[Required actions]
1) In what year was Delia Smith's first cookery book, How To Cheat At Cooking, published, according to the Delia Smith interview?
2) Continue the Delia Smith interview from the point where it stops.

[Selected excerpt]
• • • • •
Saturday, 10th May 2008 - 00:00CET
Celebrity interview - Delia Smith
Delia cheats at cooking again
"I started by collecting shortcut recipes for a book and then I got excited about it and felt, 'this is really something new'..."
Britain's favourite cook Delia Smith explains why she's decided to return to the limelight with her new book How To Cheat At Cooking, and a new TV show. She reveals some of her secret kitchen shortcuts and why she hasn't jumped on the organic bandwagon. By Hannah Stephenson
She is probably the most reliable cook in the UK, guiding many people for more than 35 years in all things culinary, taking us through every stage in sensible, steady, measured tones. At dinner parties, guests have inquired "Is it Delia?" when served some delicious dish. The word Delia appears in the Collins English Dictionary, defined as any basic British dish or recipe devoid of frills. Good food is synonymous with her name.
While other TV chefs have criticised Ms Smith over the years - Antony Worrall Thompson dubbed her the Volvo of cooking, reliable but dull, while Gary Rhodes accused her of insulting the intelligence of viewers when she demonstrated how to boil an egg - she has made more money and enjoyed more success than any of them.
So she must surely be prepared for some sniping from food critics who look at her new book, How To Cheat At Cooking, her first in five years.
For someone whose whole ethos has been about real food and cooking properly, it seems to go slightly against the grain. However, she merely says: "I've always had flak from food snobs. What's new?"
The book, a completely updated version of her first cookery book, How To Cheat At Cooking, published in 1971, features new shortcut ingredients including frozen mashed potato and other freeze-blasted veg, tubs of cheese sauce plus branded store-cupboard staples such as Heinz tomato frito.
Meeting Delia today, she's dressed simply in black V-neck sweater and jeans, with an eye-catching black and white spotted scarf around her neck. She looks much the same as she did in her last How To Cook TV series in 2002 - and nowhere near her 66 years.
The new book is aimed at two types: busy people and people who are afraid of cooking. It won't gain you Michelin stars, she agrees, but it will provide tasty food in minutes.
Looking through the book, I know it's going to be my "bible". Mushroom risotto in four minutes? And no endlessly standing over the stove stirring? Magic.
Stores must be bracing themselves for the "Delia effect" - historically, sales of ingredients she has mentioned on her shows have soared, including cranberries and sea salt.
"The big risk is will they stock the things I have in the book?" she muses. "To put something on the shelf you've got to take something off."
The book was followed by a BBC series in March, simply called Delia, which shows how to make shortcuts in cooking as well as glimpses of her life outside the kitchen.
"It was quite difficult because I don't do very much," she says. "My life isn't full of incidents. They filmed me going to football, going to Mass and going to see friends."
• • • • •
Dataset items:
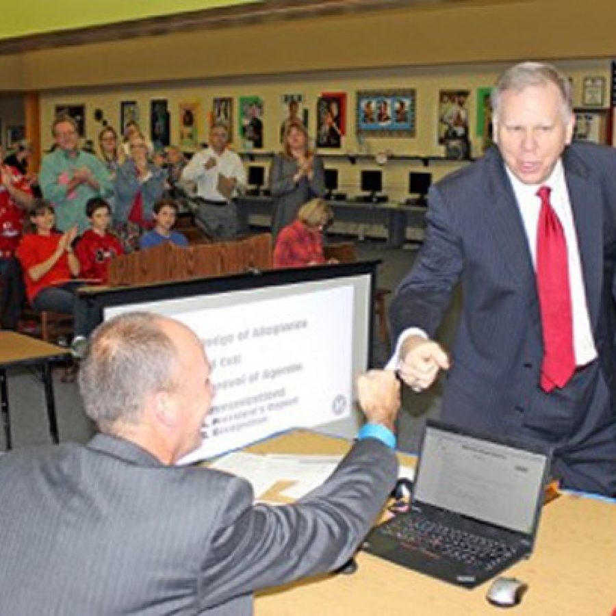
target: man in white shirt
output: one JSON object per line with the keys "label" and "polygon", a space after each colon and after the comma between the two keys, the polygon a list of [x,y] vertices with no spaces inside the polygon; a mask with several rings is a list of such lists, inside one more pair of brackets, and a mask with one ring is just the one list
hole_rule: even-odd
{"label": "man in white shirt", "polygon": [[227,125],[214,123],[209,147],[197,152],[182,172],[183,181],[196,183],[196,222],[216,240],[237,236],[238,212],[233,200],[246,186],[246,170],[240,157],[227,148],[228,143]]}
{"label": "man in white shirt", "polygon": [[[616,151],[571,144],[571,86],[550,65],[509,68],[492,106],[498,148],[431,190],[392,363],[418,392],[447,370],[444,419],[549,448],[565,487],[614,496]],[[432,338],[459,282],[450,359]]]}

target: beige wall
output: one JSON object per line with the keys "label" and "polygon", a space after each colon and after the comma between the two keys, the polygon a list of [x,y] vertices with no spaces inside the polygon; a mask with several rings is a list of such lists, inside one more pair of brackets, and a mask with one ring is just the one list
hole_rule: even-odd
{"label": "beige wall", "polygon": [[5,149],[10,144],[7,143],[6,129],[10,126],[24,126],[25,114],[24,113],[23,95],[3,94],[0,96],[0,119],[1,119],[2,134],[0,135],[0,144]]}
{"label": "beige wall", "polygon": [[[581,104],[582,81],[588,75],[601,76],[608,83],[610,62],[607,60],[577,60],[562,62],[559,66],[572,79],[576,94],[576,104]],[[347,133],[339,151],[327,150],[327,153],[342,155],[362,149],[355,135],[355,92],[359,90],[392,88],[413,88],[417,95],[417,131],[414,138],[377,138],[365,140],[363,151],[372,156],[381,151],[391,150],[398,155],[442,156],[443,146],[437,138],[438,125],[438,96],[439,90],[470,90],[468,101],[470,110],[470,128],[473,153],[480,153],[481,140],[477,136],[476,111],[478,88],[489,87],[494,82],[504,64],[456,65],[431,68],[388,68],[370,71],[337,71],[326,74],[306,73],[278,77],[227,79],[203,81],[201,84],[179,82],[170,84],[141,87],[110,87],[95,89],[81,88],[68,92],[47,92],[41,97],[42,145],[47,147],[51,142],[49,126],[57,105],[85,104],[87,110],[86,137],[96,142],[101,125],[93,118],[94,110],[101,109],[107,121],[114,127],[120,124],[120,101],[136,100],[140,105],[142,127],[149,130],[150,125],[150,101],[166,99],[171,114],[171,140],[179,141],[178,105],[181,101],[200,101],[201,103],[202,131],[200,139],[207,139],[207,117],[211,110],[214,97],[232,97],[234,99],[234,146],[242,149],[238,122],[238,99],[242,96],[260,96],[265,103],[264,151],[277,151],[280,123],[284,117],[280,102],[281,94],[300,93],[305,97],[309,110],[309,129],[314,134],[316,105],[318,97],[324,92],[346,92]],[[255,164],[268,166],[266,159],[257,157]],[[346,158],[326,159],[327,166],[339,170],[340,190],[348,193],[358,190],[359,170],[376,168],[374,158],[350,164]],[[438,179],[459,166],[456,162],[437,162],[431,164],[428,170]],[[422,170],[421,163],[415,161],[390,160],[383,168],[383,181],[390,196],[402,198],[406,194],[409,170]]]}
{"label": "beige wall", "polygon": [[25,53],[23,87],[608,57],[615,17],[614,0],[478,0],[144,37]]}

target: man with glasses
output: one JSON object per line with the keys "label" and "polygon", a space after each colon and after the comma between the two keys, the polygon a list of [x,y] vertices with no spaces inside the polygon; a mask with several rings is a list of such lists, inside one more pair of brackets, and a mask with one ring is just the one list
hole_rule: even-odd
{"label": "man with glasses", "polygon": [[77,224],[81,233],[89,227],[86,203],[92,197],[111,196],[113,186],[103,163],[79,149],[77,126],[72,118],[59,116],[51,131],[55,148],[43,158],[41,190],[53,204],[57,228],[65,231]]}
{"label": "man with glasses", "polygon": [[229,129],[215,122],[209,131],[209,147],[197,152],[182,172],[182,180],[196,182],[196,222],[216,240],[238,235],[238,214],[233,197],[246,186],[246,170],[240,157],[227,148]]}

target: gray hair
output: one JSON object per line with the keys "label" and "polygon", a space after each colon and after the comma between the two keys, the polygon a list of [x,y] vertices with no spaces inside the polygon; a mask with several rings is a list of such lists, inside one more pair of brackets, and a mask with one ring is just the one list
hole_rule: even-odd
{"label": "gray hair", "polygon": [[509,90],[521,92],[530,86],[547,86],[552,84],[558,88],[563,99],[563,117],[568,120],[573,113],[573,97],[571,82],[556,66],[543,62],[522,62],[510,66],[498,77],[491,97],[493,117],[498,120],[501,95]]}
{"label": "gray hair", "polygon": [[148,396],[176,389],[178,352],[162,321],[151,313],[132,312],[92,334],[79,384],[86,413],[102,431],[138,424]]}

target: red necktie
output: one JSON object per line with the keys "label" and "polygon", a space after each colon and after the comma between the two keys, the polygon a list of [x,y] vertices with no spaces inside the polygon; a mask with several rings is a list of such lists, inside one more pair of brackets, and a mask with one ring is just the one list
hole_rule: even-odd
{"label": "red necktie", "polygon": [[567,240],[550,203],[550,189],[537,192],[541,200],[537,229],[537,287],[543,332],[541,386],[550,392],[563,387],[576,369]]}

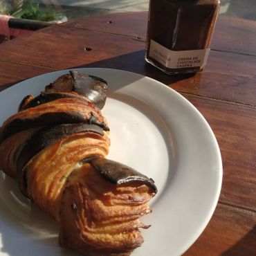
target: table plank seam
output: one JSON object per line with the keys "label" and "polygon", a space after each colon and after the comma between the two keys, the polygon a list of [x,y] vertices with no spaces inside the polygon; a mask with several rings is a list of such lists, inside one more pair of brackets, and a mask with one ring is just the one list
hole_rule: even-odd
{"label": "table plank seam", "polygon": [[242,206],[242,205],[238,205],[237,204],[226,202],[222,200],[219,200],[218,202],[218,204],[224,205],[224,206],[228,206],[229,208],[232,208],[243,214],[246,213],[247,215],[256,217],[256,209],[253,209],[253,208],[246,207],[246,206]]}
{"label": "table plank seam", "polygon": [[[86,31],[90,31],[90,32],[95,32],[95,33],[100,33],[102,34],[109,34],[109,35],[119,35],[122,37],[129,37],[129,38],[136,38],[138,37],[137,35],[125,35],[125,34],[120,34],[120,33],[111,33],[111,32],[107,32],[107,31],[102,31],[102,30],[93,30],[93,29],[89,29],[89,28],[77,28],[77,27],[73,27],[71,26],[65,26],[65,25],[55,25],[56,26],[59,26],[61,28],[72,28],[72,29],[77,29],[77,30],[86,30]],[[43,32],[43,31],[42,31]],[[140,42],[145,43],[146,42],[146,38],[145,37],[140,37],[141,41],[139,41]]]}
{"label": "table plank seam", "polygon": [[[172,86],[172,84],[170,84],[170,86]],[[239,107],[248,107],[248,108],[256,109],[256,105],[249,104],[249,103],[242,103],[242,102],[232,101],[232,100],[228,100],[228,99],[221,99],[221,98],[215,98],[215,97],[212,97],[212,96],[202,96],[202,95],[192,93],[187,93],[180,92],[177,90],[176,90],[176,91],[177,92],[179,92],[179,93],[181,93],[184,97],[190,97],[190,96],[191,97],[191,96],[192,96],[192,97],[197,98],[199,98],[199,99],[205,99],[205,100],[212,100],[212,101],[217,101],[217,102],[221,102],[221,103],[231,104],[239,106]]]}
{"label": "table plank seam", "polygon": [[215,49],[214,48],[211,48],[210,49],[211,49],[211,51],[217,51],[217,52],[234,53],[234,54],[238,54],[238,55],[246,55],[246,56],[250,56],[250,57],[256,57],[256,55],[254,55],[254,54],[242,53],[239,53],[239,52],[234,52],[234,51],[232,51],[219,50],[219,49]]}
{"label": "table plank seam", "polygon": [[9,61],[9,60],[0,60],[0,62],[4,62],[4,63],[12,63],[12,64],[19,64],[19,65],[23,65],[23,66],[35,66],[35,67],[37,67],[37,68],[47,68],[47,69],[49,69],[51,71],[57,71],[59,69],[57,69],[57,68],[55,68],[52,66],[42,66],[42,65],[35,65],[32,63],[29,63],[29,62],[12,62],[12,61]]}

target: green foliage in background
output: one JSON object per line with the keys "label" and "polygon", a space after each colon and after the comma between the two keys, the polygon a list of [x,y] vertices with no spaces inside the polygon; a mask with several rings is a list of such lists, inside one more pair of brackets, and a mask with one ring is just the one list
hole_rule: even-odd
{"label": "green foliage in background", "polygon": [[22,1],[20,5],[8,8],[4,1],[0,0],[0,13],[8,15],[15,18],[35,19],[42,21],[51,21],[62,15],[54,10],[42,10],[38,3],[31,0]]}

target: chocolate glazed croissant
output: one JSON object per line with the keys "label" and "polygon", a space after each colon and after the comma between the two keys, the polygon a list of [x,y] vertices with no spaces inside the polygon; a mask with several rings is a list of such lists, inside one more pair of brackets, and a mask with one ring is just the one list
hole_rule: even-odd
{"label": "chocolate glazed croissant", "polygon": [[[77,93],[79,93],[79,94]],[[105,158],[107,83],[71,72],[26,97],[0,129],[0,169],[60,223],[60,244],[84,255],[129,255],[143,241],[154,181]]]}

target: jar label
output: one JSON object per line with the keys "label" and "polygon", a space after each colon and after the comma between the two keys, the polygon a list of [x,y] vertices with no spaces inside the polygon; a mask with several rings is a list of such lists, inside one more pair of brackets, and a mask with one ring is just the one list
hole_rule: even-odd
{"label": "jar label", "polygon": [[149,57],[169,68],[203,67],[210,50],[171,51],[152,39]]}

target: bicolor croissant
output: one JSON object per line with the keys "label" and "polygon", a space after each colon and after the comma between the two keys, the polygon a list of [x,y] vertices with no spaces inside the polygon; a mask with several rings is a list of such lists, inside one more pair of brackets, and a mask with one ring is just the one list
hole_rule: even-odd
{"label": "bicolor croissant", "polygon": [[60,246],[87,256],[129,255],[143,241],[154,181],[106,158],[109,127],[100,109],[107,85],[72,72],[60,77],[0,129],[0,169],[59,221]]}

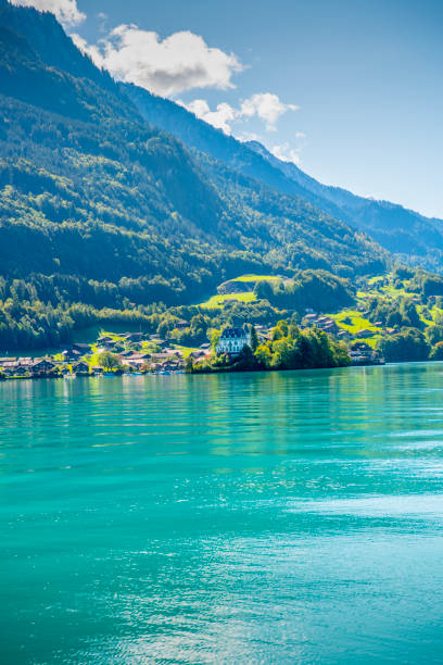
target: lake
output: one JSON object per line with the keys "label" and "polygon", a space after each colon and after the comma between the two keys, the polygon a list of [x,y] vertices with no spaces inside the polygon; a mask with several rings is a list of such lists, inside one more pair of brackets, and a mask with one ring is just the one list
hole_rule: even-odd
{"label": "lake", "polygon": [[441,663],[443,364],[0,384],[0,662]]}

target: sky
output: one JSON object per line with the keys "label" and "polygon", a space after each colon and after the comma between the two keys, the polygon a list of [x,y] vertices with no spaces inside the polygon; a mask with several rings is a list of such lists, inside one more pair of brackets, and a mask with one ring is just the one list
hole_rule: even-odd
{"label": "sky", "polygon": [[443,0],[13,2],[321,183],[443,218]]}

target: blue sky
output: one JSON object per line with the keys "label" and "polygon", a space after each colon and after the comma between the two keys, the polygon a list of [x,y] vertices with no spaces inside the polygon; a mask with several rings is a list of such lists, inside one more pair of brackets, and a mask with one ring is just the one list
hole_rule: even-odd
{"label": "blue sky", "polygon": [[14,2],[319,180],[443,217],[442,0]]}

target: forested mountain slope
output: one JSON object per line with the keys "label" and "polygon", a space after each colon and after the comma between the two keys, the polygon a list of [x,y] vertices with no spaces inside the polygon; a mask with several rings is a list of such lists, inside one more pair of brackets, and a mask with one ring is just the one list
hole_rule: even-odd
{"label": "forested mountain slope", "polygon": [[242,143],[167,99],[131,84],[122,87],[149,122],[193,149],[286,195],[301,196],[316,208],[368,233],[398,259],[443,271],[442,219],[430,219],[389,201],[375,201],[322,185],[294,164],[278,160],[258,142]]}
{"label": "forested mountain slope", "polygon": [[4,2],[0,188],[0,348],[2,330],[24,343],[56,334],[73,303],[136,311],[193,302],[250,271],[350,276],[387,261],[304,199],[147,124],[51,14]]}

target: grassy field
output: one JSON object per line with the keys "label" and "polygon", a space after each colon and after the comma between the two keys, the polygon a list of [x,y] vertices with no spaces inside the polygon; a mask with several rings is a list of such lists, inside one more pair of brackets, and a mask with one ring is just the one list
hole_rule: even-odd
{"label": "grassy field", "polygon": [[228,301],[238,301],[238,302],[254,302],[256,301],[255,293],[253,291],[242,291],[241,293],[217,293],[206,300],[206,302],[201,302],[200,306],[206,310],[213,309],[221,309],[223,305]]}
{"label": "grassy field", "polygon": [[[351,335],[355,335],[360,330],[382,331],[382,328],[375,326],[368,318],[363,316],[362,312],[356,310],[342,310],[339,314],[332,314],[331,318],[333,318],[338,326],[343,328],[343,330],[347,330]],[[343,323],[347,318],[351,323]]]}
{"label": "grassy field", "polygon": [[[228,279],[228,281],[280,281],[281,277],[276,275],[240,275],[235,279]],[[225,283],[226,284],[226,283]]]}

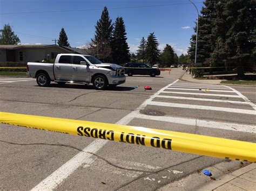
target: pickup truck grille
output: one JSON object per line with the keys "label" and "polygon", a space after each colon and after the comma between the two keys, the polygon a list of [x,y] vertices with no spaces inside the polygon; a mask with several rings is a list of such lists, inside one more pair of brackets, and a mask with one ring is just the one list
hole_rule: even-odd
{"label": "pickup truck grille", "polygon": [[118,69],[117,70],[117,76],[124,76],[124,69]]}

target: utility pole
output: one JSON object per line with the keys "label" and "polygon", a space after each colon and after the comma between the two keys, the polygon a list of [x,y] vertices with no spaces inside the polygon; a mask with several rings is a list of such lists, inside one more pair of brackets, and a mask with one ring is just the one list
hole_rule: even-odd
{"label": "utility pole", "polygon": [[194,64],[197,63],[197,36],[198,36],[198,22],[199,22],[199,12],[198,12],[198,9],[197,8],[197,6],[194,4],[194,3],[192,2],[191,0],[188,0],[188,1],[191,3],[197,9],[197,37],[196,38],[196,53],[195,53],[195,56],[194,56]]}
{"label": "utility pole", "polygon": [[55,45],[56,45],[56,41],[57,40],[55,39],[54,40],[52,40],[51,41],[54,41],[55,42]]}

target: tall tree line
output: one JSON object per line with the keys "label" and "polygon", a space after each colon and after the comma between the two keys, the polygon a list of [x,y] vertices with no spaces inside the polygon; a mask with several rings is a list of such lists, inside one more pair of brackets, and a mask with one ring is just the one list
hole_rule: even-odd
{"label": "tall tree line", "polygon": [[137,60],[151,65],[158,63],[160,67],[165,67],[178,62],[178,56],[171,45],[166,44],[163,52],[160,53],[159,45],[153,32],[149,35],[146,40],[143,37],[137,49]]}
{"label": "tall tree line", "polygon": [[[256,60],[256,4],[254,0],[206,0],[199,18],[198,62],[205,66],[252,67]],[[194,29],[195,31],[196,28]],[[196,36],[188,53],[194,59]]]}
{"label": "tall tree line", "polygon": [[90,54],[104,62],[124,63],[130,61],[129,47],[122,17],[117,17],[112,24],[107,8],[105,6],[95,29],[95,37],[89,48]]}

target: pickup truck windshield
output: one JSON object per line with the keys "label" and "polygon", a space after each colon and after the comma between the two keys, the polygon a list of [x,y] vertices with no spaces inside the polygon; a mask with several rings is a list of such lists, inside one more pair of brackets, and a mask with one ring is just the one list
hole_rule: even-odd
{"label": "pickup truck windshield", "polygon": [[94,56],[84,56],[84,57],[85,57],[87,59],[88,59],[88,60],[90,61],[90,62],[91,62],[93,65],[102,63],[101,61],[98,60],[97,58],[96,58]]}

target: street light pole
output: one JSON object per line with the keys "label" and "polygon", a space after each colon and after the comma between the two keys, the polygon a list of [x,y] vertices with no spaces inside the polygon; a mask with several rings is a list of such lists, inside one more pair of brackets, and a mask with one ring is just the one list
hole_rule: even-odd
{"label": "street light pole", "polygon": [[197,6],[194,4],[194,3],[192,2],[191,0],[188,0],[188,1],[191,3],[197,9],[197,37],[196,38],[196,53],[195,53],[195,56],[194,56],[194,64],[197,63],[197,36],[198,36],[198,22],[199,22],[199,12],[198,11],[198,9],[197,8]]}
• • • • •
[Answers in order]
1) 1971

2)
The series comes six years after she announced she was retiring from TV and went on to devote more time to her beloved Norwich City Football Club. She and her husband, Michael Wynn-Jones, are joint majority shareholders and Delia has developed the restaurant and catering side of the club.
When she quit TV, she said: "Now people want to be entertained, whereas I was trying to teach how to cook, that's where it's different."
So, why has she returned? "I felt six years ago that I hadn't got anything else to say. There was a whole new generation coming along and a younger generation of cooks to teach them while I was enjoying helping to run the catering in the football club."
But after stepping back from TV, she found a gap in the market.
"We have evolved into a new lifestyle. Mothers and fathers go out to work, people lead quite full and busy lives. If I wanted to invite people for supper, it would mean a day off work, doing the shopping and preparation and I would find it quite hard. Takeaways and ready meals are expensive. Why not try and find an easier way?
"I started by collecting shortcut recipes for a book and then I got excited about it and felt, 'this really is something new'. I felt it should be television as well because the power of television communicates the subject more quickly and instantly than you can with words."
Today, she's careful what she says when asked her views on the current batch of TV chefs.
"That's the question I'm told never to answer, but I absolutely adore Jamie Oliver because I think he's an outstanding young man. I don't cook any other people's recipes now because I feel I should be trying to do something new. But I love Nigel Slater.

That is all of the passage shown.